→ **Passage provided**

## start

# Delta / Wye 3 phase 240 VAC question.



## ndekens (Apr 4, 2008)

Well this question is actually work related and since I havn't come across this issue before I thought I would ask hear.

I have a small pump station hooked up to a 3 phase 240 VAC feed. On the incoming legs I get Phase to Ground voltages of 122VAC for Phase A &amp; B but on C I get 212VAC! This is the confusing part...My local guy says the Power companies XFMR is wired Delta EL = EP.....not the case (Right?) Also when metered phase to phase I get 244VAC across the board.

So any opinions on the reason for the high leg? My guess is the power company has something haywire.


----------



## Flyer_PE (Apr 4, 2008)

Your transformer is 3-phase delta wired. One of the phases has a grounded center tap. For the phase with the grounded center tap, you will read 120V to ground on either side. Measured from ground, the voltage to the third phase will be a nominal 208 Vac.

Hope I'm explaining this properly.

Jim


----------



## ndekens (Apr 4, 2008)

IFR_Pilot said:


> Your transformer is 3-phase delta wired. One of the phases has a grounded center tap. For the phase with the grounded center tap, you will read 120V to ground on either side. Measured from ground, the voltage to the third phase will be a nominal 208 Vac.

## end

→ **Recorded data**
## start

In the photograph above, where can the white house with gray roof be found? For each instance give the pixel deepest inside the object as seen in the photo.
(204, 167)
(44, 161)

## end

→ **Exercise requirements**
1. From the forum thread about the 240 VAC high leg, quote word for word the part that opens with the words containing "So any opinions" and closes with "explaining this properly.".
2. Answer these questions using the forum thread about the 240 VAC high leg:
(a) What phase-to-ground voltage did ndekens measure on Phase C?
(b) What voltage did ndekens get when metering phase to phase?
(c) According to Flyer_PE, what is the nominal voltage measured from ground to the third phase?
3. Name every username or personal name that appears in the forum thread about the 240 VAC high leg.

→ **The solutions**
1.
So any opinions on the reason for the high leg? My guess is the power company has something haywire.


----------



## Flyer_PE (Apr 4, 2008)

Your transformer is 3-phase delta wired. One of the phases has a grounded center tap. For the phase with the grounded center tap, you will read 120V to ground on either side. Measured from ground, the voltage to the third phase will be a nominal 208 Vac.

Hope I'm explaining this properly.

2.
(a) 212VAC
(b) 244VAC across the board
(c) 208 Vac

3.
ndekens
Flyer_PE
Jim
IFR_Pilot